● **EXERCISE BRIEF**: All of the data must be output exactly, with every picture left out.

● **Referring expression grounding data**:
-----

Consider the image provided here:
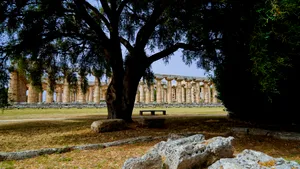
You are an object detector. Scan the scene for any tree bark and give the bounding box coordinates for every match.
[106,55,147,122]
[106,71,141,122]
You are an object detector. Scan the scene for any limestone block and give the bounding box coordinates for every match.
[91,119,126,133]
[122,148,163,169]
[209,149,300,169]
[159,136,234,169]
[122,135,234,169]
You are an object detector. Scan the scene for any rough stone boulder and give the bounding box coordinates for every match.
[122,148,163,169]
[122,134,235,169]
[209,149,300,169]
[91,119,126,133]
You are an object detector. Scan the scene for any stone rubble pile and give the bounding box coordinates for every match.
[122,134,300,169]
[209,149,300,169]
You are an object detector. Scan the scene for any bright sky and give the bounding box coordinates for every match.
[151,51,206,77]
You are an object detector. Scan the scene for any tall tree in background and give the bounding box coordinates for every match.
[190,0,300,124]
[0,0,211,121]
[0,40,9,109]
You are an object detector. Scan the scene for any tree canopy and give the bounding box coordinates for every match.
[1,0,299,123]
[0,0,214,121]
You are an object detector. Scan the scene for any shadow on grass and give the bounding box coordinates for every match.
[50,116,249,147]
[1,115,300,154]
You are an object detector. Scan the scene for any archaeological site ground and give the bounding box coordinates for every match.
[0,107,300,168]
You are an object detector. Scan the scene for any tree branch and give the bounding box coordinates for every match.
[147,43,199,65]
[83,1,111,30]
[99,0,111,19]
[119,37,133,53]
[135,2,169,50]
[73,0,109,47]
[117,0,129,16]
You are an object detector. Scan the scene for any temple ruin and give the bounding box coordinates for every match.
[7,71,219,104]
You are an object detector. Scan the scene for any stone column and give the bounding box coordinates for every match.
[88,87,93,102]
[28,83,39,103]
[46,80,53,103]
[38,92,43,103]
[195,80,201,104]
[8,71,18,102]
[77,78,86,103]
[85,89,89,102]
[208,83,211,103]
[163,88,167,103]
[176,79,182,103]
[62,77,70,103]
[166,78,172,103]
[94,78,101,104]
[172,87,177,102]
[191,83,195,103]
[181,84,185,103]
[186,80,192,103]
[46,91,53,103]
[156,78,163,103]
[200,86,204,100]
[102,89,106,101]
[150,85,154,102]
[56,87,63,103]
[18,76,27,102]
[204,82,209,103]
[212,84,218,103]
[145,85,150,104]
[135,90,140,103]
[139,82,145,103]
[69,91,73,102]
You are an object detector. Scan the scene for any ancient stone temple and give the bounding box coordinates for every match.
[8,72,219,104]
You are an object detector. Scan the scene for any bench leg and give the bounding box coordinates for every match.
[151,111,155,115]
[163,111,166,115]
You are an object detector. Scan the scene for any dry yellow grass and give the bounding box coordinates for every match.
[0,141,161,169]
[0,108,299,168]
[0,116,229,152]
[0,107,225,120]
[1,135,299,169]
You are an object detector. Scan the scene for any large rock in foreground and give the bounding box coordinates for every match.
[91,119,126,133]
[209,149,300,169]
[122,134,235,169]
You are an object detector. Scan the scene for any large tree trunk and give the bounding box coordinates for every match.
[106,71,141,122]
[105,56,147,122]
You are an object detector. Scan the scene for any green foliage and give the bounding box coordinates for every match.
[0,47,9,109]
[249,0,300,94]
[208,0,300,124]
[0,88,9,111]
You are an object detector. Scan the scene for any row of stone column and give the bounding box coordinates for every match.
[8,71,218,104]
[135,78,218,104]
[21,77,104,104]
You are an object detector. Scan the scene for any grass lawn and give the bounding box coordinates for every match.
[0,107,226,120]
[0,107,299,168]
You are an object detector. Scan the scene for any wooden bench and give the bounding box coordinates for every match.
[139,110,166,115]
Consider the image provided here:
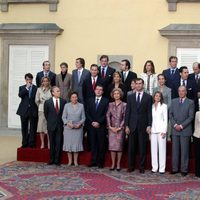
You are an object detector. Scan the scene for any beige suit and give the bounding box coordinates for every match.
[56,73,72,101]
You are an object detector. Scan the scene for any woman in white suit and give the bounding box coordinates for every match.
[151,91,168,174]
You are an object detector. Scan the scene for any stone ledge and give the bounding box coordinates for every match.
[167,0,200,11]
[0,23,63,35]
[0,0,59,12]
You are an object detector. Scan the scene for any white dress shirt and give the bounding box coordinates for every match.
[52,96,60,110]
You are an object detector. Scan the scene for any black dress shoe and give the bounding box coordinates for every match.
[140,169,145,174]
[116,168,121,172]
[47,161,54,165]
[88,163,97,167]
[181,172,188,176]
[98,165,103,169]
[170,171,179,175]
[109,167,115,171]
[127,168,134,173]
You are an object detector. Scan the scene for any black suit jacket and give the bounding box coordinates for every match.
[125,92,152,133]
[86,97,109,127]
[82,76,103,105]
[98,66,115,97]
[173,79,197,100]
[36,71,56,87]
[189,73,200,85]
[121,71,137,91]
[44,97,66,131]
[16,84,38,117]
[162,68,180,99]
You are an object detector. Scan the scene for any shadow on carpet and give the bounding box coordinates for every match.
[0,162,200,200]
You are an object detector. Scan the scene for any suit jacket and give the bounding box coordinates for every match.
[56,73,72,101]
[44,97,66,131]
[36,71,56,87]
[121,71,137,91]
[125,92,152,133]
[98,66,116,97]
[189,73,200,85]
[151,103,168,133]
[86,97,109,127]
[153,85,171,107]
[162,68,180,99]
[71,68,90,103]
[173,79,198,100]
[82,75,103,106]
[16,84,38,117]
[169,98,194,136]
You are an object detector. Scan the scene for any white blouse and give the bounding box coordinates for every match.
[151,102,168,134]
[140,73,157,95]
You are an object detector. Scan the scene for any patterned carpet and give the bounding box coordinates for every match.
[0,162,200,200]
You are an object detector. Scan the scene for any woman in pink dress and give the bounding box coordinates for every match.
[106,88,126,171]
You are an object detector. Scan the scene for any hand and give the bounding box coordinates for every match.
[74,123,82,129]
[92,122,100,128]
[161,133,166,139]
[146,126,151,134]
[67,122,74,129]
[125,126,130,135]
[109,127,118,133]
[175,125,182,132]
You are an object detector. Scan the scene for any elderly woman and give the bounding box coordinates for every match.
[107,71,127,102]
[62,92,85,166]
[106,88,126,171]
[35,76,52,149]
[140,60,157,95]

-----

● **RESULT OF THIS EXERCISE**:
Consider the image provided here:
You are an object detector. Scan the scene for any tree bark and give the bounding box coordinates for every match.
[106,55,147,122]
[106,71,141,122]
You are an object detector. Scan the scene for any limestone block and give the bounding box coordinates for every match.
[91,119,126,133]
[122,148,163,169]
[209,149,300,169]
[159,136,234,169]
[122,135,234,169]
You are an object detector. Scan the scene for any rough stone boulder and give the bounding box coordinates for every match.
[122,148,163,169]
[122,134,235,169]
[209,149,300,169]
[91,119,126,133]
You are an object detector. Scan the scene for any stone rubble pile and give the bounding box coordinates for every match.
[122,134,300,169]
[209,149,300,169]
You are an object detector. Scan the scene for any bright sky and give the bounding box coordinates for every match.
[151,51,206,77]
You are an object detector. Scan the scene for any tall tree in background and give the bounding box coordinates for every match.
[190,0,300,124]
[0,0,211,121]
[0,40,9,109]
You are an object detector. Scan the scene for any tree canopy and give the bounding box coordinates for every match.
[1,0,299,123]
[0,0,214,121]
You are an object detector. Scan the scene for any shadow on grass and give the bounding box coordinates for every match.
[50,116,249,147]
[1,115,300,154]
You are an object detector. Scan the scene for any archaeological site ground and give the bounding box coordinates for every match.
[0,107,300,168]
You are an object detector. Scan the scene for any tree branch and give the bounding box coordinates for every match.
[147,43,199,65]
[83,1,111,30]
[99,0,111,19]
[119,37,133,53]
[135,2,169,50]
[73,0,109,47]
[117,0,129,16]
You are an object detector. Scan the scene for any temple ruin and give the bounding box coordinates for every match.
[7,71,219,104]
You are an object detector. Scan the scene for any stone column and give the bounding box coordinates for every match.
[88,87,93,102]
[28,83,39,103]
[46,80,53,103]
[38,92,43,103]
[195,80,201,104]
[8,71,18,102]
[77,78,86,103]
[85,89,89,102]
[208,83,211,103]
[163,88,167,103]
[176,79,182,103]
[62,77,70,103]
[166,78,172,103]
[94,78,101,104]
[172,87,177,102]
[191,83,195,103]
[181,84,185,103]
[186,80,192,103]
[46,91,53,103]
[156,78,163,103]
[200,86,204,100]
[102,89,106,101]
[150,85,154,102]
[56,87,63,103]
[18,76,27,102]
[204,82,209,103]
[212,84,218,103]
[145,85,150,104]
[135,90,140,103]
[139,82,145,103]
[69,91,73,102]
You are an object detector. Scan the scene for any ancient stone temple and give the bounding box coordinates for every match.
[8,72,219,104]
You are an object detector. Scan the scene for any bench leg and give the bounding box coordinates for every match.
[151,111,155,115]
[163,111,166,115]
You are an object detector. Scan the scene for any dry yellow grass and give the bounding box coordinates for every match.
[0,141,161,169]
[0,108,299,168]
[0,116,229,152]
[0,107,225,120]
[1,135,299,169]
You are an object detector. Scan the scene for any large rock in foreground and give the bounding box coordinates for every match.
[91,119,126,133]
[209,149,300,169]
[122,134,235,169]
You are an object detector. Scan the scene for any large tree trunk and give the bounding box coordinates for every match.
[106,71,141,122]
[105,56,147,122]
You are an object detector. Scan the scene for any green foliage and give the bounding box coordinates for every match.
[0,47,9,109]
[249,0,300,94]
[208,0,300,124]
[0,88,9,111]
You are an object detector. Scan the scene for any row of stone column and give the bounding box coordinates for every match.
[8,71,218,104]
[135,78,218,104]
[21,77,104,104]
You are an object detector. Scan the scene for any grass lawn and give the bounding box coordinates for every match.
[0,107,226,120]
[0,107,299,168]
You are an object detector. Scan the scene for any wooden bench and give the bounding box coordinates for every match.
[139,110,166,115]
Consider the image provided here:
You are an object detector. Scan the scene for any beige suit and give the bounding box coordinates for every match.
[56,73,72,101]
You are an object detector. Scan the scene for any woman in white suit and give the bounding box coordinates for every match.
[151,91,168,174]
You are an object detector. Scan the scene for any stone ledge and give the bounding box coordinates for every match.
[167,0,200,11]
[0,23,63,35]
[0,0,59,12]
You are an object detector. Scan the scene for any white dress shirt and give the bounding box coordinates for every match.
[52,96,60,110]
You are an object detector. Scan the scene for any black dress shoe and give the bounding box coordinates for every match.
[140,169,145,174]
[116,168,121,172]
[47,161,54,165]
[88,163,97,167]
[181,172,188,176]
[98,165,103,169]
[170,171,179,175]
[109,167,115,171]
[127,168,134,173]
You are an object detector. Scan the scene for any black suit jacket and give the bounding box coordinates for every match.
[125,92,152,133]
[86,97,109,127]
[82,76,103,105]
[98,66,115,97]
[173,79,197,100]
[36,71,56,87]
[189,73,200,85]
[121,71,137,91]
[44,97,66,131]
[16,84,38,117]
[162,68,180,99]
You are an object detector. Scan the scene for any shadow on carpet and give the bounding box coordinates for every match.
[0,162,200,200]
You are an object detector. Scan the scene for any suit jacket and give the bounding box coordinates for every match.
[56,73,72,101]
[44,97,66,131]
[36,71,56,87]
[121,71,137,91]
[125,92,152,133]
[98,66,116,97]
[189,73,200,85]
[151,103,168,133]
[86,97,109,127]
[153,85,171,107]
[162,68,180,99]
[71,68,90,103]
[173,79,198,100]
[82,75,103,106]
[16,84,38,117]
[169,98,194,136]
You are an object detector. Scan the scene for any white blouse and give the bounding box coordinates for every match.
[151,102,168,134]
[140,73,157,95]
You are an object detector. Scan the scene for any patterned carpet and give the bounding box coordinates for every match.
[0,162,200,200]
You are an object detector. Scan the scene for any woman in pink dress and give the bounding box coordinates for every match.
[106,88,126,171]
You are an object detector. Scan the scene for any hand and give the bounding box coordinates for every match.
[74,123,82,129]
[92,122,100,128]
[161,133,166,139]
[146,126,151,134]
[67,122,74,129]
[125,126,130,135]
[109,127,118,133]
[175,125,182,132]
You are an object detector. Scan the scene for any elderly woman and give the bounding box coordinates for every match.
[107,71,127,102]
[62,92,85,166]
[106,88,126,171]
[35,76,52,149]
[140,60,157,95]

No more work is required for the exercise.